------ Testo della pagina

Gli anni dei ricordi - Prefazione di Pier Antonio Trattenero

Anche Paolo scrive, adesso siamo in tanti, forse troppi, pochi ci leggono, qualcuno ha il coraggio di pubblicare le nostre “storie”. Dico coraggio non perché l’opera di Paolo Maria Coniglio sia meno degna di altre, che rimarranno sempre sconosciute al pubblico, dico coraggio perché la mia è una lode all’editore, perché ha capito che esistiamo anche noi. Di Paolo sono amico, forse lo si era già capito, ma anche collega nella passione per lo scrivere. Paolo scrive con una motivazione semplice ma fondamentale per un buon autore: ha coscienza di un vissuto che non vuole essere solo autobiografico ma frammento di storia vissuta e condivisa.
Il tempo dei ricordi ha durata infinita, il tempo dei ricordi rimane indelebile oscillando tra la mente e la parola scritta. L’ombra egli ippocastani è ampia, accogliente, quelli di Lonigo lo sanno, loro sono abituati agli slarghi infiniti degli orizzonti padani e alla dolcezza delle colline beriche, loro hanno radici profonde come le radici degli ippocastani.
Non è soltanto il bambino interiore, fattosi adulto, che narra l’avvicendarsi delle stagioni della vita, è la storia di una famiglia che, come altre del luogo, ha vissuto con dignità il dolore, e dal dolore ha ricevuto la consapevolezza che la vita è un mistero troppo affascinate per abbandonare la speranza in un mondo migliore.

------------

▶ _Esercizi_
**a.** Elenca tutti i riferimenti geografici che compaiono nella prefazione.
**b.** Scrivi il seguito della prefazione a «Gli anni dei ricordi», riprendendo subito dopo la sua ultima frase.
Il materiale riportato qui è indipendente dalla prefazione.

------ Materiale

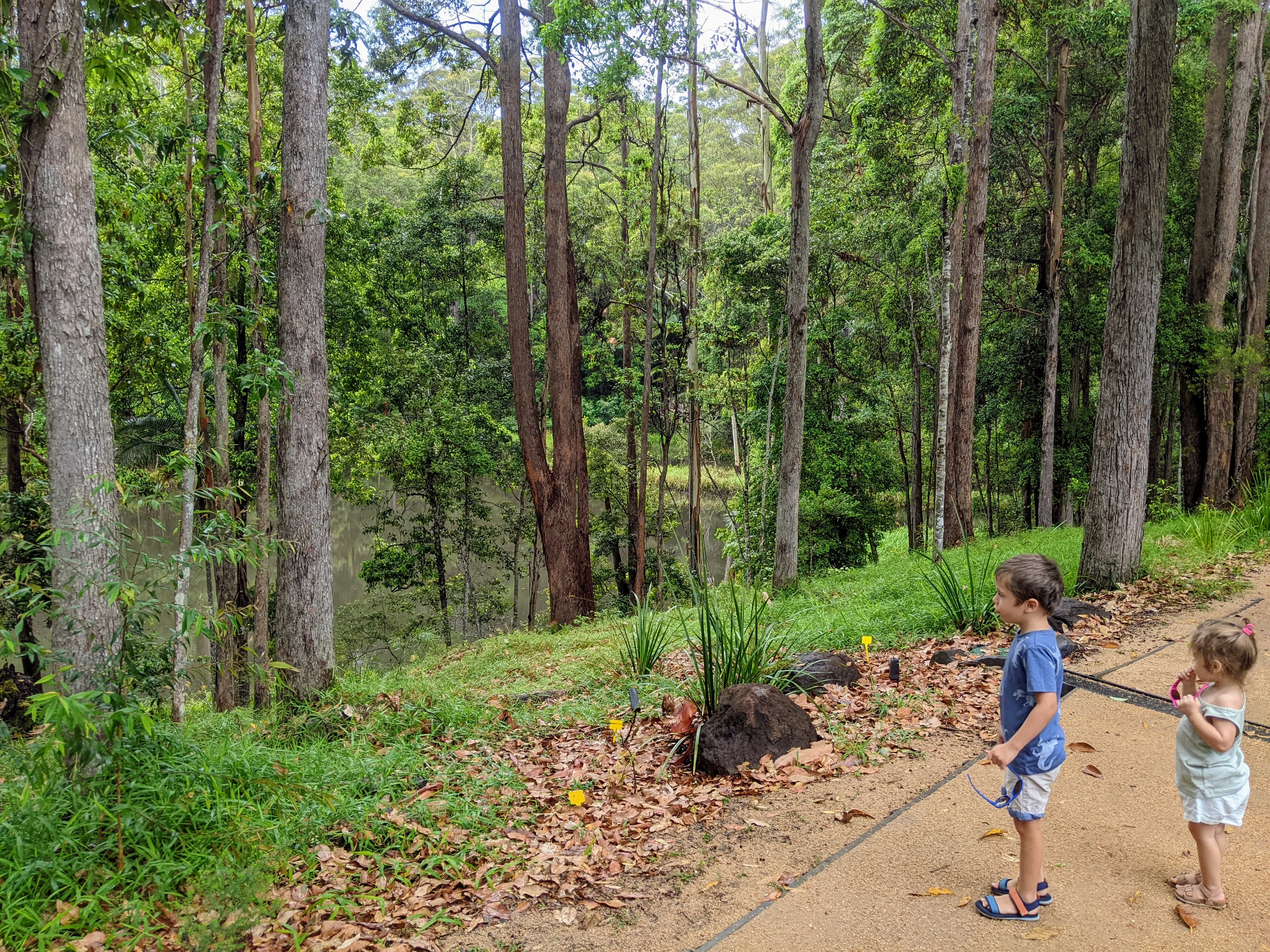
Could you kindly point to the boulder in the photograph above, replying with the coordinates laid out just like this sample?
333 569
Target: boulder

------------

▶ _Soluzioni_
**a.** Lonigo; gli orizzonti padani; le colline beriche.

**b.**
Non voglio fare ricorso alla parola “valore” intesa nell’accezione di un’etica che governa la vita, sarebbe riduttivo, la storia raccontata da Paolo ha valore per lo scorrere del tempo interiore che, pur agganciandosi ad un preciso momento storico, ne supera la storicità stessa. Il narrare di Paolo  è chiaro, fluente, terso, forse anche semplice, ma quest’ultimo aggettivo gli rende giustizia.
Il cuore non è mai complicato. Minimalismo?
Forse sì, ma oggi siamo tutti minimalisti, anche i nostri maestri vicentini lo sono stati in qualche modo, i Parise, i Meneghello, che noi tutti abbiamo letto, hanno il dato il meglio raccontando magistralmente le cose piccole e semplici della nostra terra.
Anche il minimalismo ha un suo respiro universale, basta percepire il senso del vissuto dei protagonisti di questa storia per capire come ogni vita sia in fondo patrimonio dell’umanità.
Debbo a Paolo ancora una precisazione: è persona umile, proprio come l’ombra dei suoi ippocastani, non invade, accoglie, ascolta, medita.
C’è un passo finale che voglio citare per concludere questa mia prefazione: “Ho visto quanto ha sofferto la mamma senza il papà e ho visto quanto abbiamo sofferto noi per la sua mancanza. Il mistero più affascinante di quegli anni indimenticabili, nel bene e nel male, è quel circolo che catalizzava le persone unendole con forte amicizia”. Oggi sembra che il mondo sia cambiato, sembra che il valore dell’amicizia sia in crisi, Paolo non è forse così ottimista come lo sono io, ma so che all’ombra degli ippocastani si possono ritrovare gli amici, i sorrisi, i pensieri più positivi.
E quando Paolo  tiene per mano la sua famiglia, ritrova la gioia che mai si allontana dal nostro essere anche quando il mondo ci sembra ostile. Dunque proseguiamo il cammino, gli ippocastani ci terranno compagnia e la loro ombra ci donerà quel senso di poesia che dal cuore di Paolo non ha mai smesso di illuminare il suo sorriso.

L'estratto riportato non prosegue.